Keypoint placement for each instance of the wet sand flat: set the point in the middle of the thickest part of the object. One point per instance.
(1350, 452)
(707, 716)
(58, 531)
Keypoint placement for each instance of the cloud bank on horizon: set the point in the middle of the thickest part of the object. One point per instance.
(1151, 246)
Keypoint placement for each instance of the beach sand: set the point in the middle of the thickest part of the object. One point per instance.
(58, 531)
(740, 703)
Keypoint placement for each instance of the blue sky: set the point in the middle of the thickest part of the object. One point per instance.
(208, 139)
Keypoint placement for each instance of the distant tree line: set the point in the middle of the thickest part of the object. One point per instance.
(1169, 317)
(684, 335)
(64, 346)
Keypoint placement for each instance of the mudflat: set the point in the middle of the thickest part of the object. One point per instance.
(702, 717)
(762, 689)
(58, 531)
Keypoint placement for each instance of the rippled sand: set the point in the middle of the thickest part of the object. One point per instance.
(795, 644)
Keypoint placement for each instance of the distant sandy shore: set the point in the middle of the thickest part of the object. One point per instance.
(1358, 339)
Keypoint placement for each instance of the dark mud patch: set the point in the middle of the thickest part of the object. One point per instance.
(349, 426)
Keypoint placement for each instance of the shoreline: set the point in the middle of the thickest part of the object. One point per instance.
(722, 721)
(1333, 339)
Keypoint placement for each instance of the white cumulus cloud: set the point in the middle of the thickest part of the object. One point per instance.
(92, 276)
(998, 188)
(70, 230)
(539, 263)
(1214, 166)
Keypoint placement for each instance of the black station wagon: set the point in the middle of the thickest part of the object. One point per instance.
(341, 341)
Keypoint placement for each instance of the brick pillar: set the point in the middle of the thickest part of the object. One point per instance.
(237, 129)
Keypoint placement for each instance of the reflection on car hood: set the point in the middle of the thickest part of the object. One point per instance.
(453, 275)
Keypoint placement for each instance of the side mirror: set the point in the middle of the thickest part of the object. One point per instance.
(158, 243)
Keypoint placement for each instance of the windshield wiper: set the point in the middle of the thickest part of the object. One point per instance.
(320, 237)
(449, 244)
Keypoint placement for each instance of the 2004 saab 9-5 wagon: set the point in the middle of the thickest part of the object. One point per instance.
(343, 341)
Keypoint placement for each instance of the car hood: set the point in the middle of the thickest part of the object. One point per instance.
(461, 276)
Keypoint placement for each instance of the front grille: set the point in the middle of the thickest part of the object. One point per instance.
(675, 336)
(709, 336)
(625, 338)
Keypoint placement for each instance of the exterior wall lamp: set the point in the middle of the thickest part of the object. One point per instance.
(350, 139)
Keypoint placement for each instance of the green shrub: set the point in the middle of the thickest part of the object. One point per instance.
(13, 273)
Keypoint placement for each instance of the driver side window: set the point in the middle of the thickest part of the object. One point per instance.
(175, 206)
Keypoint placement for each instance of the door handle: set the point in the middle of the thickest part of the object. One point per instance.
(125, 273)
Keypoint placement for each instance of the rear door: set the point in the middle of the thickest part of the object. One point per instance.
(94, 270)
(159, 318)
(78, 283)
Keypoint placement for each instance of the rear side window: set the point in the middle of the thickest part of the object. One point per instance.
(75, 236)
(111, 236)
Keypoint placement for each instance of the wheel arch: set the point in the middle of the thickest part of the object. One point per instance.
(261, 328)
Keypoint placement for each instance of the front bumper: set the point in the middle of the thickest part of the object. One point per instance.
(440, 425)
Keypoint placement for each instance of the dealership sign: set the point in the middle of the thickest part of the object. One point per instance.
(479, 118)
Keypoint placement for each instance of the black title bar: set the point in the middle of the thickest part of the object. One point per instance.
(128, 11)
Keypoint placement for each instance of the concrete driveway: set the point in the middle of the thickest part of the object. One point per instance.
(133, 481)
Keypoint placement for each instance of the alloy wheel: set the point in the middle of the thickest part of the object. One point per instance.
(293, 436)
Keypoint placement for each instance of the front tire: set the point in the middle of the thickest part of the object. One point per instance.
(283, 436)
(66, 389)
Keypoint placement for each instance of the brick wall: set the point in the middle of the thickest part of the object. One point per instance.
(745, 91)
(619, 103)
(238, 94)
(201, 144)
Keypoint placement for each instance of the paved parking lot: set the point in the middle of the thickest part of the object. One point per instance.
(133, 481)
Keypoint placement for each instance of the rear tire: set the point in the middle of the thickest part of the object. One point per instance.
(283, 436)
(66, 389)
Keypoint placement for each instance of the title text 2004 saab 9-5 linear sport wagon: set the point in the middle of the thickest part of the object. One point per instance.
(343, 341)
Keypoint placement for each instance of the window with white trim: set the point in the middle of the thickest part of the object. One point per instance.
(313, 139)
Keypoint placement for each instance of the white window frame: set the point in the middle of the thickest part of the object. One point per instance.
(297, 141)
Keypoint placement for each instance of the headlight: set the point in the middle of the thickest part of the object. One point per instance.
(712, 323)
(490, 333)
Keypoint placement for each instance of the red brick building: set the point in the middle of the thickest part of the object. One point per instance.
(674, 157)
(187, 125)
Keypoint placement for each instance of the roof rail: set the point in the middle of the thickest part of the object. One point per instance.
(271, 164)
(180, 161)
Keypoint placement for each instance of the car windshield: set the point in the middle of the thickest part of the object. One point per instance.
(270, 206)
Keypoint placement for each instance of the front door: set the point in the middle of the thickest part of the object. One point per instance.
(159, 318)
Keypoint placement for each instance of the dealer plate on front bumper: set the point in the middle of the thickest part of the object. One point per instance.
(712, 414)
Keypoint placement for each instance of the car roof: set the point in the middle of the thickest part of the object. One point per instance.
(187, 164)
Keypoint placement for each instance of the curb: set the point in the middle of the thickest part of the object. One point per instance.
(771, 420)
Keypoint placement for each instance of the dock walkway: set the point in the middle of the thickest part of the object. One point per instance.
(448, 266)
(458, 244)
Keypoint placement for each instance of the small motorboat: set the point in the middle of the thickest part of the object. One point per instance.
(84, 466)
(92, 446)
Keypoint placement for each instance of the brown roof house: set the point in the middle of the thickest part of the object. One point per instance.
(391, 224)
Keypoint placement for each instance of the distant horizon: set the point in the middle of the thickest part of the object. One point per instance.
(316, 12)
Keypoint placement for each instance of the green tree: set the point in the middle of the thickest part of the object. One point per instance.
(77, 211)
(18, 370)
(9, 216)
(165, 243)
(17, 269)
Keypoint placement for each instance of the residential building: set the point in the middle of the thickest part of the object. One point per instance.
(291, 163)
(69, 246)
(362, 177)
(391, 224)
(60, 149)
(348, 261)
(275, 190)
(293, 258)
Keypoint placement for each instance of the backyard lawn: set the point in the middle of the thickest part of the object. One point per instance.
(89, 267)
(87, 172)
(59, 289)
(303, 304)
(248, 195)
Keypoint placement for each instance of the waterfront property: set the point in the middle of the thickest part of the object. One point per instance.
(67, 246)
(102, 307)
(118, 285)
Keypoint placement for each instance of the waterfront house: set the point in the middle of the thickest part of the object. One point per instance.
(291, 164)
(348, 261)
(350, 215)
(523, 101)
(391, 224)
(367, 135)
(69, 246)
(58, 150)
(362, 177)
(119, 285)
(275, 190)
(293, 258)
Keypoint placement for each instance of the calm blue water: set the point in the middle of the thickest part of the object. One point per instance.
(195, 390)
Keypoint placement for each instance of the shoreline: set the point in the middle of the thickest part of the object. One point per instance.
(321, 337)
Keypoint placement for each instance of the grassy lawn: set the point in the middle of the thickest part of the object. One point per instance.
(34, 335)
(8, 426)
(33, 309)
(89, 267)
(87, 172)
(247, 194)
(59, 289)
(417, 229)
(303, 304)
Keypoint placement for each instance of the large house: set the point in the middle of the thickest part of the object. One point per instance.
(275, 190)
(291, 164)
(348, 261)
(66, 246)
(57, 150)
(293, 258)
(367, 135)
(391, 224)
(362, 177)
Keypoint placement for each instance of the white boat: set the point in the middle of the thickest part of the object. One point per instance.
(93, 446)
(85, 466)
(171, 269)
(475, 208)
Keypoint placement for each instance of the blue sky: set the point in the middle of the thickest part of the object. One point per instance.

WORK INSTRUCTIONS: Return, unchanged, every line above, beginning with the first one and going on through the line with "(1333, 339)", both ends included.

ANSWER TO THIS EXERCISE:
Keypoint placement for each instance of the wet sand flat: set the point in the middle of the thickest part of the object. One point per instance.
(1350, 452)
(707, 716)
(58, 531)
Keypoint placement for each instance of the cloud bank on horizon: set the point in the middle of the thickest part of the object. One point per instance.
(1151, 246)
Keypoint placement for each instance of the beach sand: set the point in the middle of the thickest part of the object. One point per instance.
(58, 531)
(740, 703)
Keypoint placement for each instance of the blue sky: set the point in the middle of the thickest part of the object. One point per instance.
(208, 139)
Keypoint placement for each instance of the distant tree line: set the point in the middle of the thickest part of the object. One point per instance.
(1169, 317)
(684, 335)
(64, 346)
Keypoint placement for each instance of the mudflat: set the point in the middle of the thickest part of the object. One point per instance.
(702, 717)
(762, 689)
(58, 531)
Keypoint placement for each instance of the rippled sand: set the point in the middle of the thickest part of the object. One point per instance.
(795, 644)
Keypoint placement for each instance of the distant sandy shore: set the point in the middle of the thickest part of the object. One point per instance.
(1358, 339)
Keypoint placement for each instance of the dark mud patch: set the point in the middle of the thickest part of the object. One point per instance.
(349, 426)
Keypoint placement for each instance of the shoreline: set the point in the middle of the thickest part of the object. One point per instance.
(722, 721)
(1333, 339)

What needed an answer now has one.